» Goals:
A) Reproduce the passage of the Gemma 4 12B test write-up between "What worked" and "and reviewer required.", inclusive.
B) According to the Gemma 4 12B test write-up, why was the model barred from writing to Meta, Google, or TikTok during the test? Answer in one to three sentences.

» Excerpted text:
--------------------
June 22, 2026 · 8 min read

Soku Team

Soku Team

We Tested Gemma 4 12B for Ad Automation - What Actually Works

We tested Gemma 4 12B against the work marketers actually want to automate: reviewing creative, producing variant briefs, spotting policy risk, and deciding what to change in a campaign. The result is useful but bounded. Gemma 4 12B looks promising as a read-only creative reviewer. It is not a media buyer.

For context, read what Gemma 4 12B means for AI marketers. If you want to reproduce the workflow, use the setup guide for Meta and Google Ads teams.

Gemma 4 12B ad automation test scorecard
Gemma 4 12B ad automation test scorecard

The test setup

We used a review packet that mirrors a real ad-team handoff:

  • one campaign brief,
  • three creative variants,
  • brand and policy notes,
  • a small performance export,
  • the target platform and objective,
  • a fixed prompt that required a table output.

The model was not allowed to write to Meta, Google, or TikTok. That restriction is intentional. The goal was to answer a narrower question: can Gemma produce review output good enough to send better assets into Soku or a human approval workflow?

What worked

Creative QA

This was the strongest result. Gemma was good at checking whether the creative matched the brief, whether the hook promised something the body never delivered, and whether the visual structure matched the platform. It was especially useful for turning fuzzy review notes into a table: asset, issue, severity, fix, and reviewer required.
--------------------
» Entries:
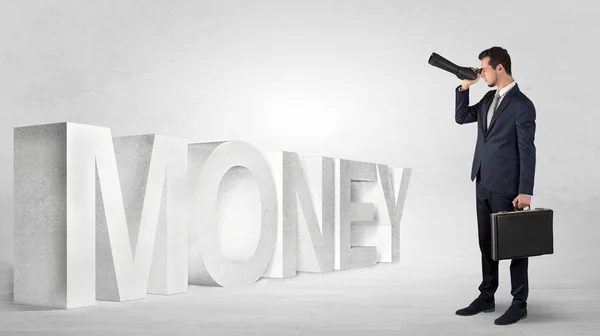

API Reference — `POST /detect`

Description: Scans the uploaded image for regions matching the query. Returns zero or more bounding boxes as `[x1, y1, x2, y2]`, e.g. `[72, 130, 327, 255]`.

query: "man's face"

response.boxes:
[481, 57, 501, 87]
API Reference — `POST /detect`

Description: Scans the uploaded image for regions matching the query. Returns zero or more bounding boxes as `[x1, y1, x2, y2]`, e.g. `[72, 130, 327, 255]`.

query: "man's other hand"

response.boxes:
[513, 194, 531, 209]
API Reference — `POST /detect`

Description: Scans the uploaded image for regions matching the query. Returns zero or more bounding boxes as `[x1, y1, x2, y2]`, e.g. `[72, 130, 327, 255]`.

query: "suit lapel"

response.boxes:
[480, 91, 496, 135]
[486, 84, 519, 135]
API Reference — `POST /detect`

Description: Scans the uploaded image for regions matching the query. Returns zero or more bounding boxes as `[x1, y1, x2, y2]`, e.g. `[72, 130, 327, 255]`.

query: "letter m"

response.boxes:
[14, 123, 188, 309]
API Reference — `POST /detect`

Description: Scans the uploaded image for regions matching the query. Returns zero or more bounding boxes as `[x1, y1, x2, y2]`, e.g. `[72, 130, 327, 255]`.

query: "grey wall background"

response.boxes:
[0, 0, 600, 288]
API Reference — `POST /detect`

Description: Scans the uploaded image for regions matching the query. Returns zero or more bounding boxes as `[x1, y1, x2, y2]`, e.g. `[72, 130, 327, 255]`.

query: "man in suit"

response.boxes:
[455, 47, 536, 325]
--------------------
» The solutions:
A)
What worked

Creative QA

This was the strongest result. Gemma was good at checking whether the creative matched the brief, whether the hook promised something the body never delivered, and whether the visual structure matched the platform. It was especially useful for turning fuzzy review notes into a table: asset, issue, severity, fix, and reviewer required.

B) The restriction was intentional because the test aimed at a narrower question. That question was whether Gemma could produce review output good enough to send better assets into Soku or a human approval workflow.